━━ ENTRIES SUPPLIED

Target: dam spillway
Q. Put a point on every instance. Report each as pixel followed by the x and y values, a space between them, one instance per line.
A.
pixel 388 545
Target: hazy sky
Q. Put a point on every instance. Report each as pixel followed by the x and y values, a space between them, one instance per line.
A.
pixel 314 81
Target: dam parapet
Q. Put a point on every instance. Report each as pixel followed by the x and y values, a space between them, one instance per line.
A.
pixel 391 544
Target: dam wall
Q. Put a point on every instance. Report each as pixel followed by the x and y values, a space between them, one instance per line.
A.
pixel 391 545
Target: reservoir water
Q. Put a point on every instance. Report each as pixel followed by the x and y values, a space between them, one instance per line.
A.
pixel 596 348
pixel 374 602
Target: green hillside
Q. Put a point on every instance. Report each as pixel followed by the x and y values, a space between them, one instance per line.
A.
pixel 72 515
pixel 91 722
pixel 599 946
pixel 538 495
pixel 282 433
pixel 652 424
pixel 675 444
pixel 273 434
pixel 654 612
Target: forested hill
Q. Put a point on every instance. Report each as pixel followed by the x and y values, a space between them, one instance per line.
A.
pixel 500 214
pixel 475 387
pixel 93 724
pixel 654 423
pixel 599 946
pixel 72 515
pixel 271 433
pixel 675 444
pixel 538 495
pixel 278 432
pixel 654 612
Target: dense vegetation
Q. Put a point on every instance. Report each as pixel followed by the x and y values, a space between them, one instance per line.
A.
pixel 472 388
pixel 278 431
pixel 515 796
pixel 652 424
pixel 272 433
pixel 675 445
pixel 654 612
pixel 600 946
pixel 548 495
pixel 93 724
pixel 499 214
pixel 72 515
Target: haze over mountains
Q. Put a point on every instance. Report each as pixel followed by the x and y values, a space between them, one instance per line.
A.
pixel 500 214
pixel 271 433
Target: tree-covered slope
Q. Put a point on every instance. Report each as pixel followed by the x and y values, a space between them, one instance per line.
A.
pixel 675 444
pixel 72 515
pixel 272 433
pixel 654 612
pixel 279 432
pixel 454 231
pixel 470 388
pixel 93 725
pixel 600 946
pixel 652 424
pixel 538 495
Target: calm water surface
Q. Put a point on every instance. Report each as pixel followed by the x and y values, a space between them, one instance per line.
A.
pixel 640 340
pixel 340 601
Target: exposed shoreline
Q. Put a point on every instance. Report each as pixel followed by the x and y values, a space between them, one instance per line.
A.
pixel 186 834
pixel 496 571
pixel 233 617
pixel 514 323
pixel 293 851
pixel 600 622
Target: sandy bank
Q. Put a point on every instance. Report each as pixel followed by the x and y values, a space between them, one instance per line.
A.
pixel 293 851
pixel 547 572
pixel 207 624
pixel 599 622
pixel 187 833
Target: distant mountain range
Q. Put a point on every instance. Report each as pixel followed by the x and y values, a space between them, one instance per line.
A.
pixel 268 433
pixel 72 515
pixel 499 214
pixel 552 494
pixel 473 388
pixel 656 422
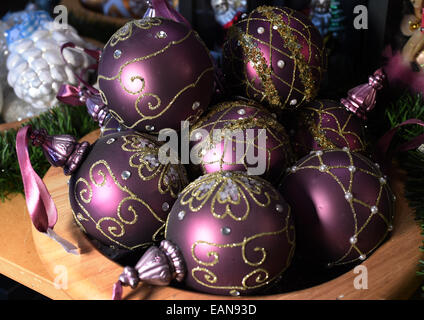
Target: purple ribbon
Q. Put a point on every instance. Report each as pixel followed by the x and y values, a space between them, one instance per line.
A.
pixel 41 208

━━━━

INSTRUCTIONS FOR THE TASK:
Omit the pictures and retype exactly the lines from the one with "Target: calm water surface" through the final line, both ends included.

EXPECTED ANSWER:
Target: calm water surface
Q. Put a point on every instance. Report each as pixel followed by the x and y values, a space between them, one instance per line.
A.
pixel 640 340
pixel 340 601
Target: exposed shoreline
Q. Put a point on every instance. Report each as pixel followed by the x and y values, a space between them, one instance per line.
A.
pixel 186 834
pixel 496 571
pixel 233 617
pixel 514 323
pixel 293 851
pixel 600 622
Target: sandy bank
Q. Put a point on every instance. Report each as pixel followed by the x and y values, a space between them, one instance per line.
A.
pixel 293 851
pixel 547 572
pixel 207 624
pixel 599 622
pixel 187 833
Target: distant mountain range
Q. Put a point on every instance. Report each as pixel followed by the x and y values, a space between them, one instance per line.
A.
pixel 268 433
pixel 72 515
pixel 499 214
pixel 552 494
pixel 473 388
pixel 656 422
Target: purple ribbon
Q. Put a point on every instance. Report each as pixel followed by the x and y values, a space between them, one instance per line.
A.
pixel 41 208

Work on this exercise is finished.